╭─ Supplied entries

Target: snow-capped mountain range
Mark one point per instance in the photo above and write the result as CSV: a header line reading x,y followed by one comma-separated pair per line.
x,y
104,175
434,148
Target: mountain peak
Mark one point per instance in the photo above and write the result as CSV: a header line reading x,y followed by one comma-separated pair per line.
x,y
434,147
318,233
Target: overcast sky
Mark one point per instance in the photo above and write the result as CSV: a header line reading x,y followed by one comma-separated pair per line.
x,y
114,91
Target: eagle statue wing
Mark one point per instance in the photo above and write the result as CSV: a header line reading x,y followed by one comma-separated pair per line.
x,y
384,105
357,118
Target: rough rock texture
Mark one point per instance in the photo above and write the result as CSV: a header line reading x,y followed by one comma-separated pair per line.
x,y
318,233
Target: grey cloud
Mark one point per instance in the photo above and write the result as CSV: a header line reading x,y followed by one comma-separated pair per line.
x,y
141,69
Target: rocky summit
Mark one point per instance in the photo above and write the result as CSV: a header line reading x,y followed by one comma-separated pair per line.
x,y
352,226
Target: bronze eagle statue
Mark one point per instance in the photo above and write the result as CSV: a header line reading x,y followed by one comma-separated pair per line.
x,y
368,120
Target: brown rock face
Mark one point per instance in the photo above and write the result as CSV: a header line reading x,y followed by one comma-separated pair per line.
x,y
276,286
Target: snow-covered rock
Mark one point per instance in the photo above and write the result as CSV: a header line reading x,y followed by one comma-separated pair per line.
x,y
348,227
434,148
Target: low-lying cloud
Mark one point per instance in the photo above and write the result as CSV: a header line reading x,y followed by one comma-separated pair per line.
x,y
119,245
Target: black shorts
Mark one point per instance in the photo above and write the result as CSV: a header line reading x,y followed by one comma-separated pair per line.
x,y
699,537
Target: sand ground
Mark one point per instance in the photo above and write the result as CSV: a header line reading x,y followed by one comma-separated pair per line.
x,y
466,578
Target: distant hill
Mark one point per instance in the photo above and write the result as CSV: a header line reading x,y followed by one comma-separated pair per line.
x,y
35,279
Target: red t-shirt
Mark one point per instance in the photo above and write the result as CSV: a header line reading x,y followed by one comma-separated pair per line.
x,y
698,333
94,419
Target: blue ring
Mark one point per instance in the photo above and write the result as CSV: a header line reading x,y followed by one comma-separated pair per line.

╰─

◆ Task statement ◆
Transcribe all the material exactly.

◆ Answer for this exercise ◆
Target: snow-capped mountain range
Mark one point per instance in the photo above and write the result as CSV: a header line reading x,y followed by one comma-separated pair per line.
x,y
104,175
434,148
Target: mountain peak
Mark one point per instance in the photo above and write the result as CSV: a header line reading x,y followed by one comma-separated pair per line.
x,y
434,147
318,233
Target: overcast sky
Mark one point per instance in the photo above and write the result as CSV: a header line reading x,y followed by one comma-separated pair per line.
x,y
114,91
Target: eagle statue wing
Mark one point per instance in the photo above and write the result as CSV: a header line reading x,y followed by one comma-separated pair per line.
x,y
384,105
357,118
Target: rough rock texture
Mark one point per instance in the photo above and write the result as CSV: a header line reading x,y followed by one comma-separated pair per line.
x,y
318,233
Target: grey cloud
Mark one point per instance in the photo above and write the result as CSV: a header line reading x,y followed by one comma-separated pair per line.
x,y
141,69
Target: rocky summit
Mark one point per instance in the photo above and write the result as CSV: a header line reading x,y followed by one comma-separated pair per line.
x,y
352,226
Target: bronze eagle statue
Mark one point per instance in the photo above and write the result as CSV: a header line reading x,y followed by one comma-separated pair per line.
x,y
368,120
Target: brown rock face
Mark one point per instance in the photo above and write the result as CSV: a header line reading x,y followed by one comma-separated pair per line.
x,y
276,286
Target: snow-covered rock
Mark one point per instance in the photo above and write the result as CSV: a header line reading x,y followed by one comma-separated pair per line.
x,y
348,227
434,148
Target: low-lying cloud
Mark one point per instance in the photo above and write the result as CSV: a header line reading x,y followed by one comma-separated pair per line.
x,y
119,245
Target: black shorts
Mark one point per instance in the photo above and write the result as CSV: a header line reading x,y followed by one comma-separated pair per line.
x,y
699,537
Target: sand ground
Mark one point per instance in the photo above and write the result as CSV: a header line reading x,y followed by one comma-separated pair per line.
x,y
466,578
Target: distant hill
Mark one point per instance in the photo above and write the result as CSV: a header line reading x,y followed by one comma-separated pair per line.
x,y
35,279
Target: red t-shirt
Mark one point per instance in the photo above and write the result as CSV: a header line reading x,y followed by one comma-separated pair per line.
x,y
698,333
94,419
Target: blue ring
Mark one point per instance in the photo above and write the result as CSV: a header line reading x,y followed by one comma-separated pair per line.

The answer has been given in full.